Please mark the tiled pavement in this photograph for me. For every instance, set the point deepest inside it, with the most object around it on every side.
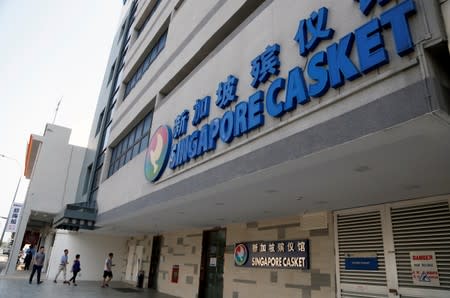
(17, 286)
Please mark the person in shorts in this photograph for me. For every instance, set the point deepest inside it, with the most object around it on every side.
(107, 273)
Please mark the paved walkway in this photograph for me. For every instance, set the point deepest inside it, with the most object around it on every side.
(17, 286)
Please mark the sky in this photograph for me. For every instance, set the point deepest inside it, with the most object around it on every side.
(50, 50)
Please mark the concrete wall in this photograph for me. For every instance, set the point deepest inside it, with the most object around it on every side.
(55, 175)
(93, 250)
(185, 250)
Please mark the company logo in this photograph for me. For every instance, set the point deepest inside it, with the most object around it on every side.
(240, 254)
(158, 152)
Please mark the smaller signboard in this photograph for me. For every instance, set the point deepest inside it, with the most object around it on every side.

To be done: Rewrite all of the data above with every "photograph" changed to "image" and everything else left the same. Omit the pictures from your answer.

Response:
Please mark the tiled pavement in this image for me. For every instance, set the point deepest inside it, with the most object around it on every side.
(17, 286)
Please mark the person in shorts in this image for me. For every instance, set the point deepest inside it, with the most object around it on every side.
(107, 273)
Please mark the paved walkway in this image for me. For every instance, set the point deepest inside it, with the most object around it on every side.
(17, 286)
Please mark the sky in this image for me. For every instance, set the point deepest inside it, with the most object around it on every side.
(50, 50)
Please mark the concrete wall in this image for me. For every instance, set the point deepest inside it, with the most object around it on every side.
(55, 175)
(93, 250)
(185, 250)
Please mark the company logo in this image for me. For every instance, set the point deepest inside it, with the most object around it on every side.
(240, 254)
(158, 152)
Please mark the smaller signboard in this image for me. For every instance, set the point deepest inside it, with the most object around it on every side.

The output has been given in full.